*** Input records ***

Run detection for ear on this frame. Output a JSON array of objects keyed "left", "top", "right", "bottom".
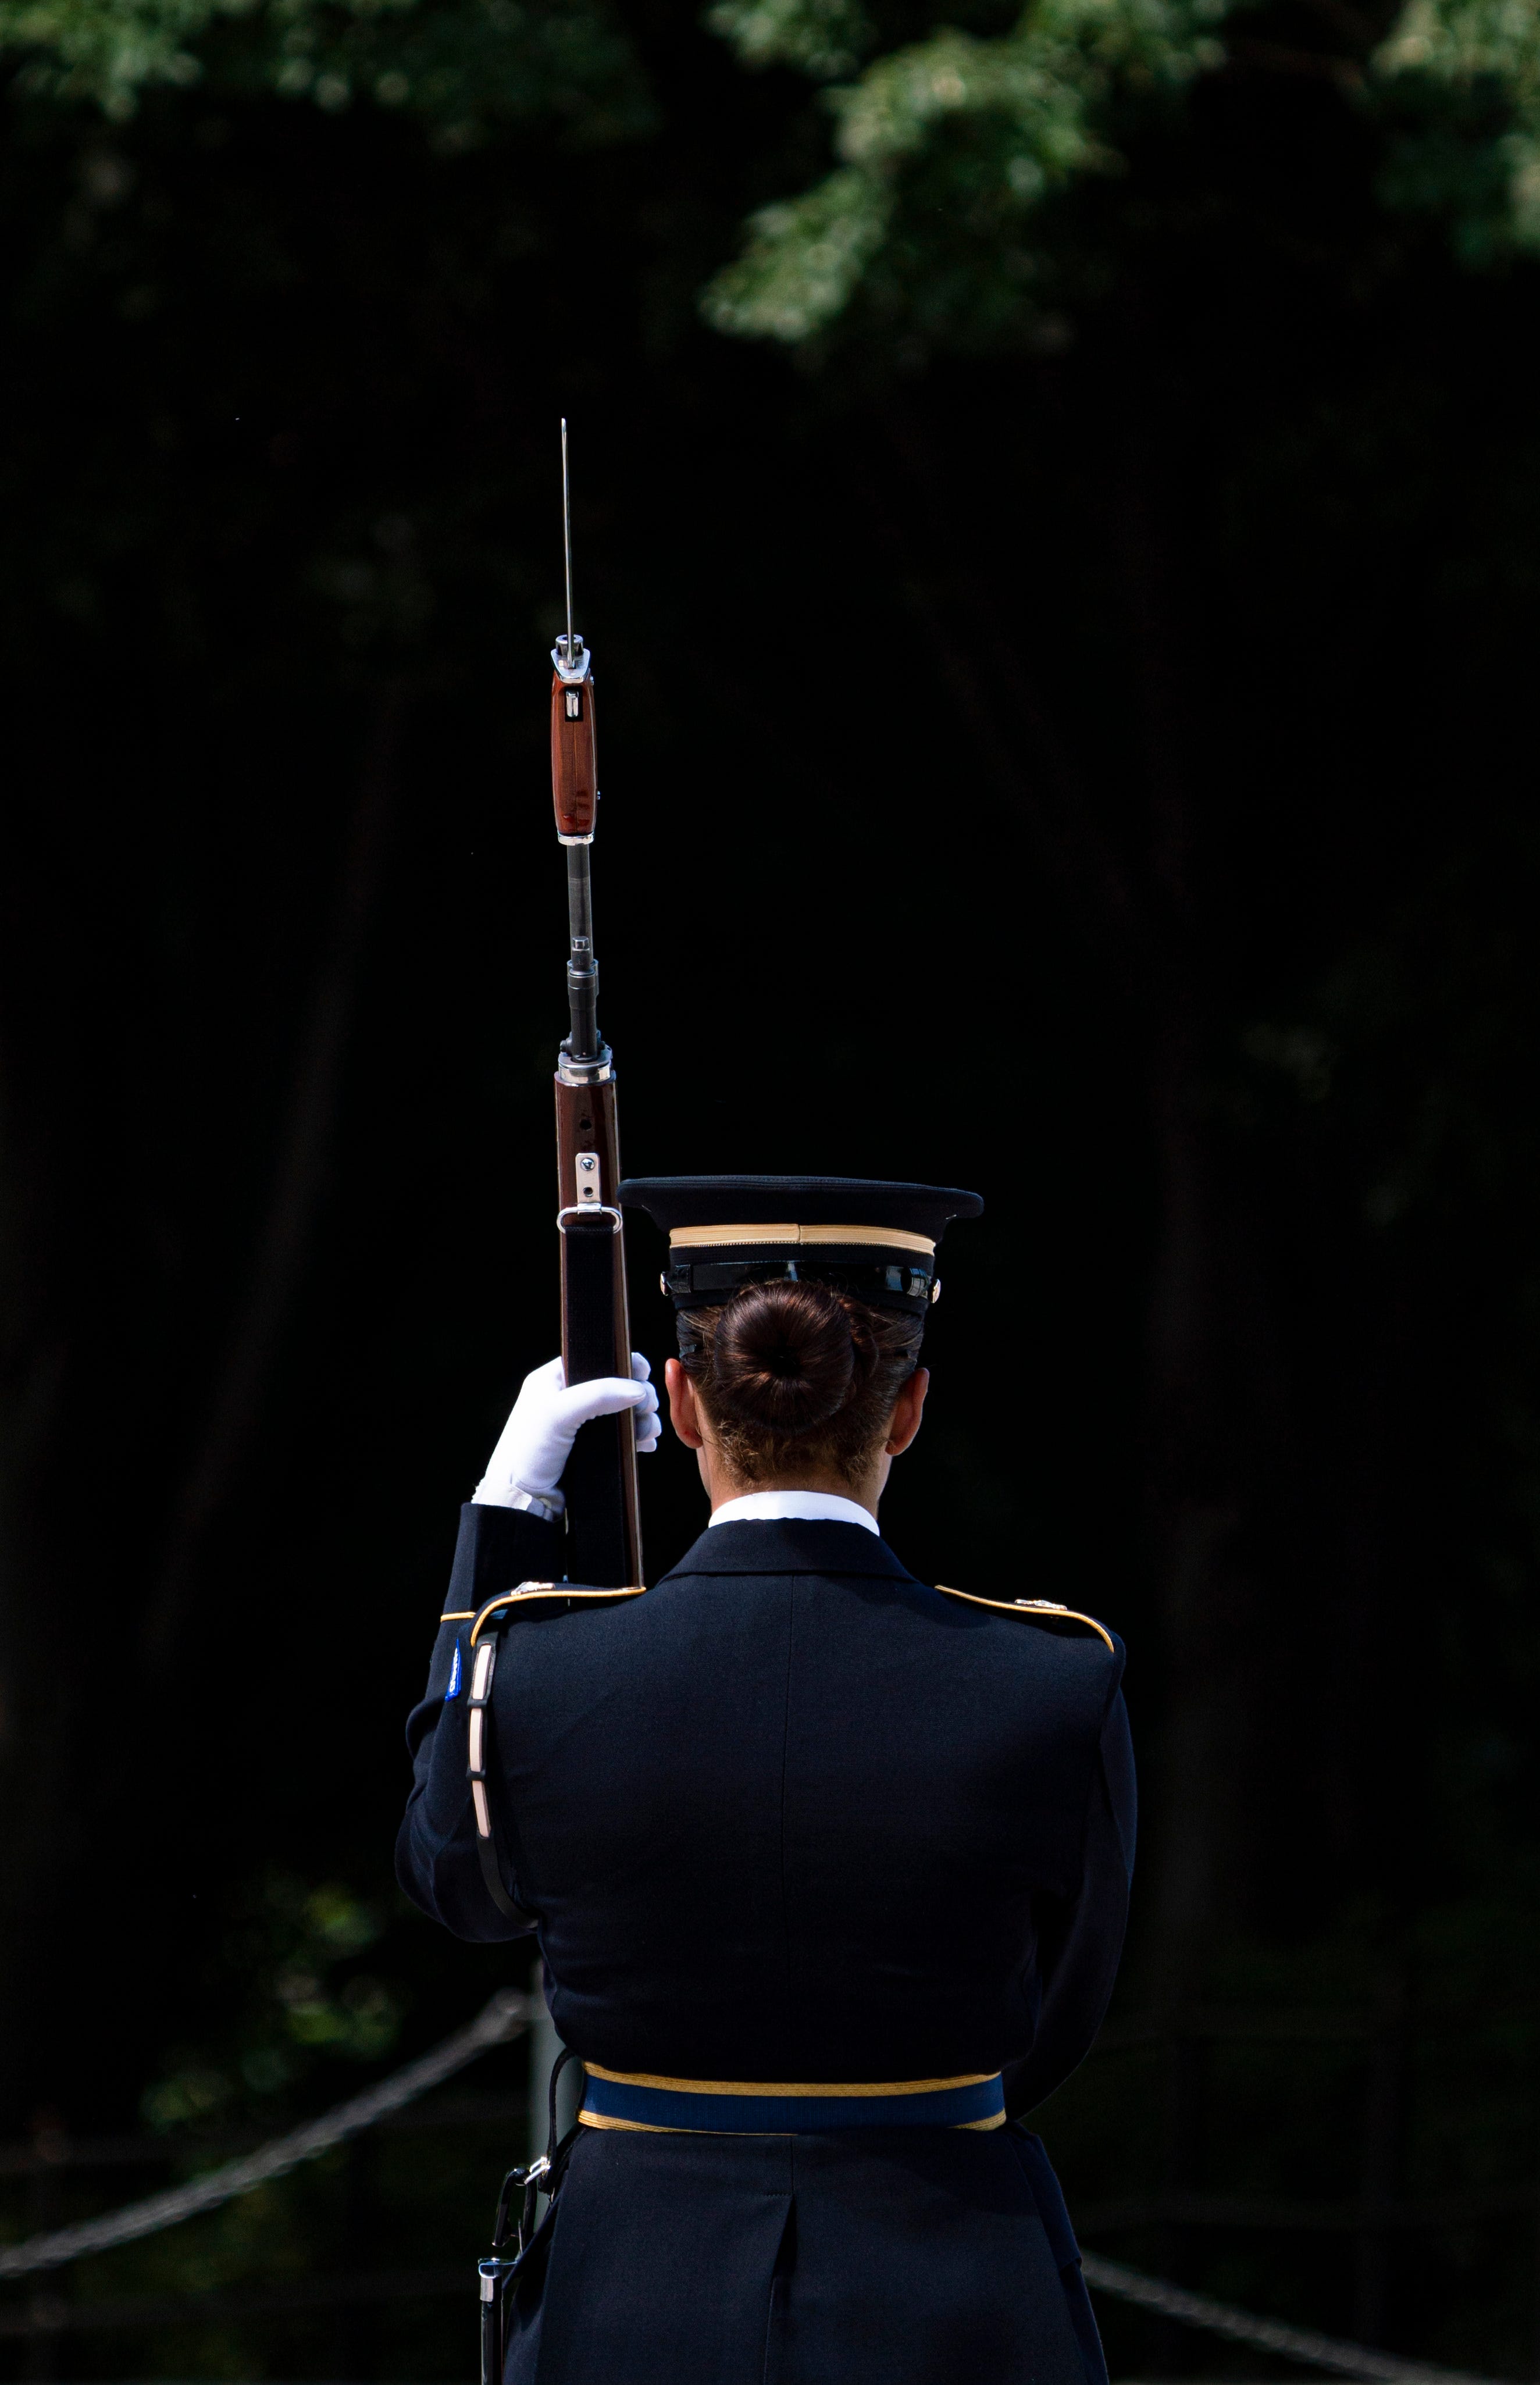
[
  {"left": 665, "top": 1356, "right": 707, "bottom": 1450},
  {"left": 885, "top": 1366, "right": 929, "bottom": 1457}
]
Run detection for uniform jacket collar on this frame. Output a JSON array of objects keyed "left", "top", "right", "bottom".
[{"left": 661, "top": 1518, "right": 917, "bottom": 1581}]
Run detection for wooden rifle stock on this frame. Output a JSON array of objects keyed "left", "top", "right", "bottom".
[{"left": 550, "top": 658, "right": 597, "bottom": 840}]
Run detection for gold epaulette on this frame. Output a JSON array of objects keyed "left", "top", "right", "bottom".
[{"left": 933, "top": 1585, "right": 1115, "bottom": 1654}]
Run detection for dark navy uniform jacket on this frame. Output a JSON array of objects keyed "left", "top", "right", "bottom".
[{"left": 398, "top": 1504, "right": 1136, "bottom": 2385}]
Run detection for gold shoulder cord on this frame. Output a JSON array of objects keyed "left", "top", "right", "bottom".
[
  {"left": 933, "top": 1585, "right": 1115, "bottom": 1655},
  {"left": 458, "top": 1579, "right": 647, "bottom": 1926}
]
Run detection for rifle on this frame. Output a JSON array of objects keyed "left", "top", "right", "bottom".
[{"left": 548, "top": 420, "right": 643, "bottom": 1588}]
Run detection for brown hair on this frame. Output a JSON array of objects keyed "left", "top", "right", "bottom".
[{"left": 679, "top": 1279, "right": 924, "bottom": 1488}]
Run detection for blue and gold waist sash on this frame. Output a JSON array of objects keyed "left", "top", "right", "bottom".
[{"left": 579, "top": 2064, "right": 1006, "bottom": 2134}]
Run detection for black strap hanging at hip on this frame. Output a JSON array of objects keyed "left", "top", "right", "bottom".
[{"left": 477, "top": 2046, "right": 584, "bottom": 2385}]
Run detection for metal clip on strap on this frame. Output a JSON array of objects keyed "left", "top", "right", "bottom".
[
  {"left": 555, "top": 1204, "right": 623, "bottom": 1234},
  {"left": 477, "top": 2142, "right": 559, "bottom": 2385}
]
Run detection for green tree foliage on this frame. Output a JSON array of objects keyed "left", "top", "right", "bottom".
[
  {"left": 1377, "top": 0, "right": 1540, "bottom": 257},
  {"left": 704, "top": 0, "right": 1227, "bottom": 341},
  {"left": 141, "top": 1874, "right": 402, "bottom": 2130},
  {"left": 701, "top": 0, "right": 1540, "bottom": 343},
  {"left": 0, "top": 0, "right": 648, "bottom": 136},
  {"left": 3, "top": 0, "right": 1537, "bottom": 318}
]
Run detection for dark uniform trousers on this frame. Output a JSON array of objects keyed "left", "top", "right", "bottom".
[{"left": 398, "top": 1510, "right": 1136, "bottom": 2385}]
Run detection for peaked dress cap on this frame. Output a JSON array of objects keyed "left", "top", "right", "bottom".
[{"left": 618, "top": 1175, "right": 983, "bottom": 1317}]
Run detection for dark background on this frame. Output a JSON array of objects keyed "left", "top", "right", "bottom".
[{"left": 4, "top": 0, "right": 1540, "bottom": 2369}]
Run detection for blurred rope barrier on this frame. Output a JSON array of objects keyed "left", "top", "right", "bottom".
[
  {"left": 0, "top": 1997, "right": 1507, "bottom": 2383},
  {"left": 1081, "top": 2252, "right": 1500, "bottom": 2384},
  {"left": 0, "top": 1988, "right": 533, "bottom": 2280}
]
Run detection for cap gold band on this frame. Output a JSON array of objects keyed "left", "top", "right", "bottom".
[{"left": 668, "top": 1223, "right": 936, "bottom": 1257}]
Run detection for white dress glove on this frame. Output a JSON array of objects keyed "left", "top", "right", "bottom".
[{"left": 473, "top": 1354, "right": 660, "bottom": 1512}]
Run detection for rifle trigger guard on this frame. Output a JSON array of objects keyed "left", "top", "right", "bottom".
[{"left": 555, "top": 1204, "right": 623, "bottom": 1234}]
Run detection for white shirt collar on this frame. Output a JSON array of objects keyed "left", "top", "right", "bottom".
[{"left": 708, "top": 1490, "right": 880, "bottom": 1536}]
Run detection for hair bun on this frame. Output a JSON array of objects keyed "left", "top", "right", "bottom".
[{"left": 711, "top": 1280, "right": 869, "bottom": 1433}]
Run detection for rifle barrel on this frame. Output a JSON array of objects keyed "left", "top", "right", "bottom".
[{"left": 560, "top": 418, "right": 575, "bottom": 675}]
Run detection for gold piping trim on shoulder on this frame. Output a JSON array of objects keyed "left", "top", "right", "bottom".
[
  {"left": 439, "top": 1610, "right": 475, "bottom": 1623},
  {"left": 582, "top": 2063, "right": 994, "bottom": 2097},
  {"left": 933, "top": 1585, "right": 1115, "bottom": 1654},
  {"left": 668, "top": 1222, "right": 935, "bottom": 1257},
  {"left": 469, "top": 1581, "right": 646, "bottom": 1647},
  {"left": 957, "top": 2112, "right": 1008, "bottom": 2130}
]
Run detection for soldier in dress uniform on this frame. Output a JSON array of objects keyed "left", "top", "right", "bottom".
[{"left": 397, "top": 1176, "right": 1136, "bottom": 2385}]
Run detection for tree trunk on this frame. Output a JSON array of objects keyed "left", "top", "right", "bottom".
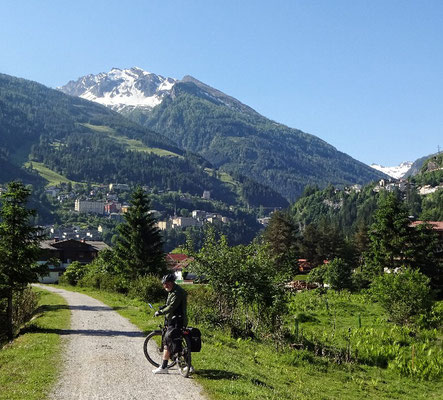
[{"left": 6, "top": 286, "right": 13, "bottom": 341}]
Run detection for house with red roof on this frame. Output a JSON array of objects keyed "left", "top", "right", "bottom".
[{"left": 166, "top": 253, "right": 195, "bottom": 281}]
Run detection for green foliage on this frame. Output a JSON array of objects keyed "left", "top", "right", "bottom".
[
  {"left": 188, "top": 226, "right": 287, "bottom": 337},
  {"left": 366, "top": 192, "right": 413, "bottom": 276},
  {"left": 114, "top": 187, "right": 166, "bottom": 279},
  {"left": 290, "top": 155, "right": 442, "bottom": 244},
  {"left": 0, "top": 181, "right": 46, "bottom": 340},
  {"left": 263, "top": 210, "right": 299, "bottom": 278},
  {"left": 127, "top": 275, "right": 164, "bottom": 303},
  {"left": 306, "top": 264, "right": 329, "bottom": 287},
  {"left": 370, "top": 268, "right": 434, "bottom": 325},
  {"left": 412, "top": 153, "right": 443, "bottom": 187},
  {"left": 325, "top": 258, "right": 353, "bottom": 291},
  {"left": 0, "top": 287, "right": 38, "bottom": 344},
  {"left": 59, "top": 261, "right": 88, "bottom": 286},
  {"left": 420, "top": 189, "right": 443, "bottom": 220},
  {"left": 365, "top": 193, "right": 442, "bottom": 295},
  {"left": 288, "top": 290, "right": 443, "bottom": 381}
]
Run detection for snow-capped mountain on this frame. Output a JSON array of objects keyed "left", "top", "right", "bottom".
[
  {"left": 59, "top": 67, "right": 260, "bottom": 117},
  {"left": 58, "top": 67, "right": 177, "bottom": 112},
  {"left": 370, "top": 161, "right": 413, "bottom": 179}
]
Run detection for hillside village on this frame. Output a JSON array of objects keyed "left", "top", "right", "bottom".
[{"left": 28, "top": 182, "right": 237, "bottom": 242}]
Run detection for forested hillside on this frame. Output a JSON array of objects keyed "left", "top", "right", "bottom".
[
  {"left": 126, "top": 78, "right": 386, "bottom": 201},
  {"left": 0, "top": 73, "right": 287, "bottom": 208},
  {"left": 291, "top": 153, "right": 443, "bottom": 234}
]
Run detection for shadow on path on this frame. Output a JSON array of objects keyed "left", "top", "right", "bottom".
[
  {"left": 22, "top": 326, "right": 145, "bottom": 338},
  {"left": 37, "top": 304, "right": 126, "bottom": 312}
]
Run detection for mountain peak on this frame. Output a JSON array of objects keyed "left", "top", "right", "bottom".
[
  {"left": 179, "top": 75, "right": 260, "bottom": 117},
  {"left": 58, "top": 67, "right": 177, "bottom": 112},
  {"left": 370, "top": 161, "right": 413, "bottom": 179}
]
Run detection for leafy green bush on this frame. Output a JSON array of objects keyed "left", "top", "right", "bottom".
[
  {"left": 60, "top": 261, "right": 89, "bottom": 286},
  {"left": 127, "top": 275, "right": 164, "bottom": 302},
  {"left": 99, "top": 274, "right": 129, "bottom": 294},
  {"left": 307, "top": 264, "right": 328, "bottom": 287},
  {"left": 371, "top": 267, "right": 434, "bottom": 325},
  {"left": 77, "top": 269, "right": 102, "bottom": 289},
  {"left": 186, "top": 285, "right": 218, "bottom": 326},
  {"left": 188, "top": 227, "right": 287, "bottom": 338},
  {"left": 325, "top": 258, "right": 353, "bottom": 291}
]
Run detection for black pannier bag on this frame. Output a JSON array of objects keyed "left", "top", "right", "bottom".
[
  {"left": 165, "top": 327, "right": 182, "bottom": 354},
  {"left": 187, "top": 327, "right": 202, "bottom": 352}
]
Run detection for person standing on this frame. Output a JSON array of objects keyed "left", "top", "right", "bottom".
[{"left": 152, "top": 273, "right": 191, "bottom": 374}]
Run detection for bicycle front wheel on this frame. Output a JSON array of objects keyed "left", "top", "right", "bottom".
[
  {"left": 143, "top": 331, "right": 176, "bottom": 368},
  {"left": 177, "top": 335, "right": 192, "bottom": 377}
]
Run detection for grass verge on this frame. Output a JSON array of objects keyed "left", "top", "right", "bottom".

*** End of Input records ***

**Your objective:**
Where a line contains "Run detection for person", begin there and output each line through the end of the data above, exactly; give no other lines.

**Task result:**
Run detection for person standing on this frame. Output a JSON array of objects keyed "left", "top", "right", "bottom".
[{"left": 152, "top": 273, "right": 191, "bottom": 374}]
Run detection for bicycle front wheel on this frame. Output a JSON array of objects keyed "left", "top", "right", "bottom".
[
  {"left": 143, "top": 331, "right": 176, "bottom": 368},
  {"left": 177, "top": 335, "right": 192, "bottom": 377}
]
Run detection for grass verge on this frame. Output a JSON array of objects keyed "left", "top", "right", "bottom".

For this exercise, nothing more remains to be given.